§ REQUIREMENT
Keep the lines exact and the pictures out as you repeat the following listing.

§ DATASET
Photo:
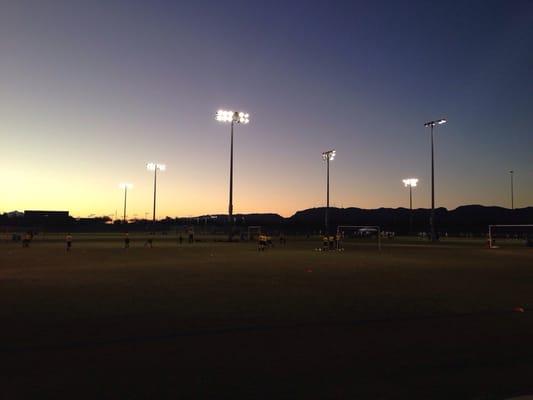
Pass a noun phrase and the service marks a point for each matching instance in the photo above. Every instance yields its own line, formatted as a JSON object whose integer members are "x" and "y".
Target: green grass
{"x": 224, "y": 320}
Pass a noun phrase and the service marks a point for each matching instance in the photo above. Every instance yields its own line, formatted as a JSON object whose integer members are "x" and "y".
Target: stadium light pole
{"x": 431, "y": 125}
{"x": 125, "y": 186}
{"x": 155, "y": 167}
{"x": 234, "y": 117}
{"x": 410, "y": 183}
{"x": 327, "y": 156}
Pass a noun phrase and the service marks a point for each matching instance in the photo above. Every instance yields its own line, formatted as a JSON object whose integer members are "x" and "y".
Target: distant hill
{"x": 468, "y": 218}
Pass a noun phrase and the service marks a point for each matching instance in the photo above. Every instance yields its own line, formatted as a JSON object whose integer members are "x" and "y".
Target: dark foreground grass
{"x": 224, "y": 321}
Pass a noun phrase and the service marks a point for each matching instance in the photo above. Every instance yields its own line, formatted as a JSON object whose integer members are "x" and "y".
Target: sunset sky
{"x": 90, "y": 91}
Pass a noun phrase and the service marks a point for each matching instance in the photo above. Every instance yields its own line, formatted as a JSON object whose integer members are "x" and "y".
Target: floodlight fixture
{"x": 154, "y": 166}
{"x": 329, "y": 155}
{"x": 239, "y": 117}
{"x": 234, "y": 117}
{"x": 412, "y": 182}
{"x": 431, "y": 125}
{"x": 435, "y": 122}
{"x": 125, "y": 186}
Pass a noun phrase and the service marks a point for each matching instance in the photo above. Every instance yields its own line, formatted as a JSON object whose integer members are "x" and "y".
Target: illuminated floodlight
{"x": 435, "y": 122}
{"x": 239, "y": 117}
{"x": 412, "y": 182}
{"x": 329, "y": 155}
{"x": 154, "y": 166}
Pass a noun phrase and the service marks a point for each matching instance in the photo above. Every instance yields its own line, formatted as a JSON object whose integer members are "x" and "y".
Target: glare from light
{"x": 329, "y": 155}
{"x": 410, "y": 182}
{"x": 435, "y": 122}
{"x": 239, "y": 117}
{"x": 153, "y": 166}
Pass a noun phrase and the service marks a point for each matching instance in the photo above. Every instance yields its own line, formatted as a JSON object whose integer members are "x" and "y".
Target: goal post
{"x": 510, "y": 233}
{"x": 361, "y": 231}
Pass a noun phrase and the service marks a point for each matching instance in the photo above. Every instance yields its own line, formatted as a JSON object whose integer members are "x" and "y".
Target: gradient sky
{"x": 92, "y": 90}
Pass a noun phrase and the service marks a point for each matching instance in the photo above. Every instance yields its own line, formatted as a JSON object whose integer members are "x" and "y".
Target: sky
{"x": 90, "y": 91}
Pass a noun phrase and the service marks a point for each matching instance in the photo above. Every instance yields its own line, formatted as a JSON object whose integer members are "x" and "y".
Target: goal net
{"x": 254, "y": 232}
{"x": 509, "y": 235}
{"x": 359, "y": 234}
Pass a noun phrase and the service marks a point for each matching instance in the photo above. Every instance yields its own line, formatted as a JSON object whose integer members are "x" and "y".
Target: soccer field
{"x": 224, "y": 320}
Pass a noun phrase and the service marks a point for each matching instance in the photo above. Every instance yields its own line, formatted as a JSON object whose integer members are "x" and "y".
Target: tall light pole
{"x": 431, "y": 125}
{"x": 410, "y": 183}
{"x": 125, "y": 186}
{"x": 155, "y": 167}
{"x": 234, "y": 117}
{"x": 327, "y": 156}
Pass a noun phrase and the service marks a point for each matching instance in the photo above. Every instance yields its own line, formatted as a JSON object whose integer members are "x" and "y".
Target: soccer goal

§ RESULT FOR THIS EXERCISE
Photo:
Pass a noun phrase and the service marks a point for each matching instance in the photo above. Every instance yields its own line, formatted as a JSON object whose integer members are "x" and "y".
Target: green grass
{"x": 224, "y": 320}
Pass a noun phrase and the service marks a point for each matching instance in the photo above. Every instance yields its own line, formatted as a JSON object whose integer members are "x" and "y".
Target: stadium light pole
{"x": 431, "y": 125}
{"x": 125, "y": 186}
{"x": 155, "y": 167}
{"x": 234, "y": 117}
{"x": 410, "y": 183}
{"x": 327, "y": 156}
Pass a noun phrase and the service marks a point for each matching instance in the photo above. Every instance yields its own line, formatted as a JSON object whose integer members are "x" and "y".
Target: distant hill
{"x": 468, "y": 218}
Pass a noun phrase and the service marks a point for each matching instance in the photo above. Every instance yields its own line, formatted as a JSON object whose integer members are "x" and "y".
Target: dark foreground grass
{"x": 224, "y": 321}
Pass a noun phrase and the service marks a point for each matching instance in the photo above. Every instance yields its own line, formatted as a JSON object whose integer members are "x" and "y".
Target: sunset sky
{"x": 90, "y": 91}
Pass a noun phrase and the service marks a point for each matching instance in the photo above. Every instance yields its own line, formatted as a JSON object whose integer members are "x" and "y".
Target: floodlight fixture
{"x": 154, "y": 166}
{"x": 329, "y": 155}
{"x": 239, "y": 117}
{"x": 234, "y": 117}
{"x": 412, "y": 182}
{"x": 431, "y": 125}
{"x": 435, "y": 122}
{"x": 125, "y": 186}
Pass a noun phrase and the service marks a point for each matching instance in the photo above. Every instance yields its own line, formatted as a JSON object whose integer members are "x" and "y".
Target: illuminated floodlight
{"x": 435, "y": 122}
{"x": 239, "y": 117}
{"x": 412, "y": 182}
{"x": 329, "y": 155}
{"x": 154, "y": 166}
Pass a noun phrase and the service marks a point for each matching instance in the photo above. Every instance yields its own line, formatted as a JSON object whose integer members are "x" and "y".
Target: glare from light
{"x": 329, "y": 155}
{"x": 410, "y": 182}
{"x": 435, "y": 122}
{"x": 239, "y": 117}
{"x": 153, "y": 166}
Pass a noun phrase and the service marks a point for each matching instance in the photo above. Every instance yields its own line, formatted as a JSON object whose integer members are "x" and "y".
Target: goal post
{"x": 510, "y": 233}
{"x": 361, "y": 231}
Pass a noun phrase and the service marks a point for each matching instance in the photo above. Every instance yields its own line, formatted as a JSON object whose integer members are "x" and "y".
Target: gradient sky
{"x": 92, "y": 90}
Pass a noun phrase and the service marks a point for each matching instance in the photo above. Every instance yields its own line, formatted as a JSON object whose integer members are "x" and "y".
Target: sky
{"x": 90, "y": 91}
Pass a noun phrase and the service marks a point for each matching instance in the photo above. Every instance yields its own line, formatted as a JSON object whose integer members are "x" and "y".
Target: goal net
{"x": 254, "y": 232}
{"x": 509, "y": 235}
{"x": 359, "y": 234}
Pass a noun phrase and the service marks a point for each matching instance in the photo above. Every instance yields its own line, formatted as a JSON object whose integer members are "x" and "y".
Target: soccer field
{"x": 224, "y": 320}
Pass a noun phrase and the service marks a point for each matching instance in the photo above. Every instance yields its own line, formatted as a JSON object whose integer members are "x" and "y".
Target: tall light pole
{"x": 431, "y": 125}
{"x": 410, "y": 183}
{"x": 125, "y": 186}
{"x": 155, "y": 167}
{"x": 234, "y": 117}
{"x": 327, "y": 156}
Pass a noun phrase and the service marks a point for each matching instance in the photo above. Every instance yields its own line, formatted as a JSON object whose integer members are "x" and "y".
Target: soccer goal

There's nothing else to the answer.